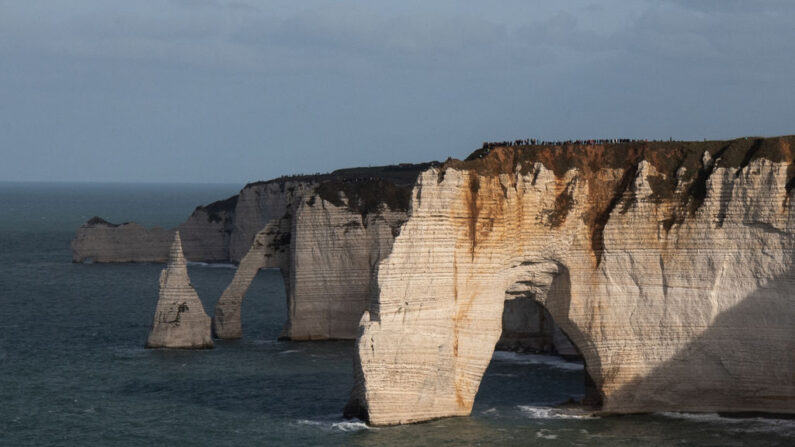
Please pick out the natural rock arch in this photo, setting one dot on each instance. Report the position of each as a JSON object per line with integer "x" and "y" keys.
{"x": 653, "y": 255}
{"x": 548, "y": 284}
{"x": 269, "y": 250}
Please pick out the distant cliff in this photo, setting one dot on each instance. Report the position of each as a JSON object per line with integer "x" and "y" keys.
{"x": 671, "y": 266}
{"x": 326, "y": 233}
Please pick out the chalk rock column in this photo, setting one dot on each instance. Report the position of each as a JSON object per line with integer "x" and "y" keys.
{"x": 180, "y": 320}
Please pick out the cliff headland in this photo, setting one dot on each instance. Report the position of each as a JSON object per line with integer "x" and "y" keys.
{"x": 668, "y": 266}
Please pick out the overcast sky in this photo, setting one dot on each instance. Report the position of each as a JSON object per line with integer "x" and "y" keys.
{"x": 236, "y": 91}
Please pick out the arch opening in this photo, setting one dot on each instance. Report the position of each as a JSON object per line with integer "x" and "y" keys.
{"x": 535, "y": 322}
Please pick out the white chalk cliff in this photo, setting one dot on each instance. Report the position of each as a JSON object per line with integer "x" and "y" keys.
{"x": 671, "y": 267}
{"x": 326, "y": 233}
{"x": 180, "y": 320}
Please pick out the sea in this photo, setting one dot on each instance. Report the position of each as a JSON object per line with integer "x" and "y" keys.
{"x": 74, "y": 371}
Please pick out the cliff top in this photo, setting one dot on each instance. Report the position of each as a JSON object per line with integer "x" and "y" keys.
{"x": 402, "y": 175}
{"x": 666, "y": 156}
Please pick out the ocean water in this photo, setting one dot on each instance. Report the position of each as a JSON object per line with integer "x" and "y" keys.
{"x": 73, "y": 370}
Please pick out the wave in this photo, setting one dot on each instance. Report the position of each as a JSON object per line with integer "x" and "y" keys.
{"x": 537, "y": 359}
{"x": 554, "y": 413}
{"x": 212, "y": 265}
{"x": 751, "y": 424}
{"x": 336, "y": 425}
{"x": 545, "y": 434}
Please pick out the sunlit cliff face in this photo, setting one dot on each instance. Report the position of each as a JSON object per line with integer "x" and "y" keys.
{"x": 657, "y": 259}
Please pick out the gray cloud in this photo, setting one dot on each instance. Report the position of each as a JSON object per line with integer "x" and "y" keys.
{"x": 372, "y": 82}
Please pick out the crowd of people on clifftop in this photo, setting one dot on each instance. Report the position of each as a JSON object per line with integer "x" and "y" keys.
{"x": 536, "y": 142}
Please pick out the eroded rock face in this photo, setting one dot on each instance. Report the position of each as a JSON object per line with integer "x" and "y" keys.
{"x": 327, "y": 255}
{"x": 180, "y": 320}
{"x": 326, "y": 233}
{"x": 670, "y": 266}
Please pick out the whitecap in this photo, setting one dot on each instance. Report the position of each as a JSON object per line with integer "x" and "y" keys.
{"x": 212, "y": 265}
{"x": 545, "y": 434}
{"x": 537, "y": 359}
{"x": 754, "y": 424}
{"x": 350, "y": 426}
{"x": 553, "y": 413}
{"x": 347, "y": 426}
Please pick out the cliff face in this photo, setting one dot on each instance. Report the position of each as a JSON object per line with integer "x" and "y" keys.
{"x": 206, "y": 237}
{"x": 669, "y": 265}
{"x": 180, "y": 321}
{"x": 326, "y": 233}
{"x": 327, "y": 255}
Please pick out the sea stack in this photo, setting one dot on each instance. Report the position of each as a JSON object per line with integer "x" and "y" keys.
{"x": 180, "y": 321}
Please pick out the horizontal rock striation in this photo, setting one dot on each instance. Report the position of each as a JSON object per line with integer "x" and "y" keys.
{"x": 179, "y": 321}
{"x": 670, "y": 266}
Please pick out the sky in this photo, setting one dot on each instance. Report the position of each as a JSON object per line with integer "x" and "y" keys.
{"x": 242, "y": 90}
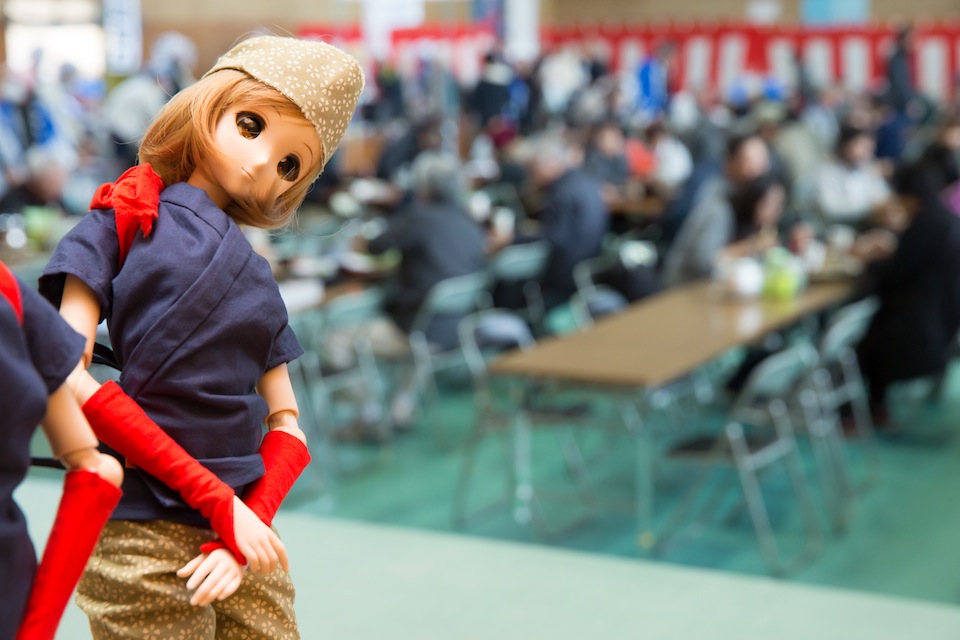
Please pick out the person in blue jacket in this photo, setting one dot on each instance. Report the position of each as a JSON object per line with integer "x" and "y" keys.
{"x": 200, "y": 333}
{"x": 38, "y": 352}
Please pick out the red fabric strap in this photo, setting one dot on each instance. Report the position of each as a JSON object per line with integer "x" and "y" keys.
{"x": 10, "y": 290}
{"x": 122, "y": 425}
{"x": 86, "y": 504}
{"x": 284, "y": 459}
{"x": 135, "y": 200}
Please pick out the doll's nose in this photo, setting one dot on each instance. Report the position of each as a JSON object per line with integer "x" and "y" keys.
{"x": 257, "y": 164}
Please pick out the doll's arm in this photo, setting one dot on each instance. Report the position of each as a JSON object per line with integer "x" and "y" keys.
{"x": 215, "y": 576}
{"x": 72, "y": 440}
{"x": 121, "y": 424}
{"x": 90, "y": 493}
{"x": 282, "y": 414}
{"x": 284, "y": 449}
{"x": 81, "y": 309}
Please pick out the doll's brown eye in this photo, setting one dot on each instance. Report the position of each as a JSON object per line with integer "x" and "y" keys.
{"x": 249, "y": 124}
{"x": 289, "y": 168}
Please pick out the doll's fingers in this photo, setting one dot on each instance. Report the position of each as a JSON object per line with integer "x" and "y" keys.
{"x": 253, "y": 559}
{"x": 207, "y": 591}
{"x": 282, "y": 556}
{"x": 224, "y": 587}
{"x": 231, "y": 588}
{"x": 191, "y": 566}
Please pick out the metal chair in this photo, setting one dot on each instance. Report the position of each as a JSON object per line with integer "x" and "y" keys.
{"x": 483, "y": 335}
{"x": 837, "y": 379}
{"x": 345, "y": 362}
{"x": 447, "y": 302}
{"x": 758, "y": 435}
{"x": 586, "y": 272}
{"x": 522, "y": 265}
{"x": 594, "y": 302}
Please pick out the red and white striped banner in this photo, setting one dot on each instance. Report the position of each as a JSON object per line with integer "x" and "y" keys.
{"x": 711, "y": 56}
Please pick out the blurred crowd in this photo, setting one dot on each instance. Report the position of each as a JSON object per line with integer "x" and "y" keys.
{"x": 579, "y": 150}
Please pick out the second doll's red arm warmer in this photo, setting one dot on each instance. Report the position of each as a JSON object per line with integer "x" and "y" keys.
{"x": 284, "y": 459}
{"x": 123, "y": 426}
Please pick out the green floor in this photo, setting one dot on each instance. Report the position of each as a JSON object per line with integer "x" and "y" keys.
{"x": 902, "y": 540}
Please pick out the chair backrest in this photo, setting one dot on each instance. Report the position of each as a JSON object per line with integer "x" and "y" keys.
{"x": 846, "y": 328}
{"x": 586, "y": 271}
{"x": 520, "y": 262}
{"x": 504, "y": 194}
{"x": 454, "y": 296}
{"x": 487, "y": 334}
{"x": 638, "y": 252}
{"x": 777, "y": 375}
{"x": 595, "y": 302}
{"x": 352, "y": 309}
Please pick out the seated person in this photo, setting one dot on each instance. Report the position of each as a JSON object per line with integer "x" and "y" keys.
{"x": 850, "y": 187}
{"x": 574, "y": 217}
{"x": 436, "y": 238}
{"x": 606, "y": 159}
{"x": 398, "y": 154}
{"x": 918, "y": 286}
{"x": 674, "y": 163}
{"x": 711, "y": 225}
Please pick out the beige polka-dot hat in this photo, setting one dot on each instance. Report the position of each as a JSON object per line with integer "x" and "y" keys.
{"x": 322, "y": 80}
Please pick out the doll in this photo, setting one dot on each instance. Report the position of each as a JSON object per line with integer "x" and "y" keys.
{"x": 37, "y": 352}
{"x": 201, "y": 335}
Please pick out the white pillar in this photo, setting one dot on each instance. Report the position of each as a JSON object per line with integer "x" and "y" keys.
{"x": 521, "y": 29}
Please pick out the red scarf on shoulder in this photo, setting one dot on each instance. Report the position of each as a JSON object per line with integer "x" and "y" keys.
{"x": 135, "y": 199}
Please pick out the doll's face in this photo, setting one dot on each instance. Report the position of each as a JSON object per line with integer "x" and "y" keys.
{"x": 264, "y": 152}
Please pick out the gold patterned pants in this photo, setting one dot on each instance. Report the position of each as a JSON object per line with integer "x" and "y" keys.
{"x": 130, "y": 590}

———

--- EXERCISE DETAILS ---
Give back the line containing "Please pick out the beige" and all the lines after it through the end of the records, unchanged.

--- RESULT ---
Please pick out the beige polka-dot hat in this photo, setting one dot on each instance. Report the position of each as a JSON object per line with integer "x" and "y" keys.
{"x": 322, "y": 80}
Please pick out the doll in this photo, setting one dot on each instance. Report the position of each as a JSON object per line with integer "x" and "y" keys.
{"x": 37, "y": 352}
{"x": 201, "y": 335}
Please pick out the white pillar in this photo, setting one dot on each instance. Report the position of each as a JSON object per line with integer "x" and "y" keys.
{"x": 521, "y": 29}
Please pick out the red scarf on shoulder in this photo, setting one dot on each instance. Report the position of each as a JSON object per line with integer "x" and "y" keys.
{"x": 135, "y": 199}
Please pick out the doll's face in this photo, setting one dot on each instance. Report the position of each as a JSON object per line with integer "x" and "y" keys.
{"x": 264, "y": 152}
Please pick out the gold patterned pants in this photo, setting one dot on each instance. Report the position of each as a JSON object per line with integer "x" and "y" keys.
{"x": 130, "y": 590}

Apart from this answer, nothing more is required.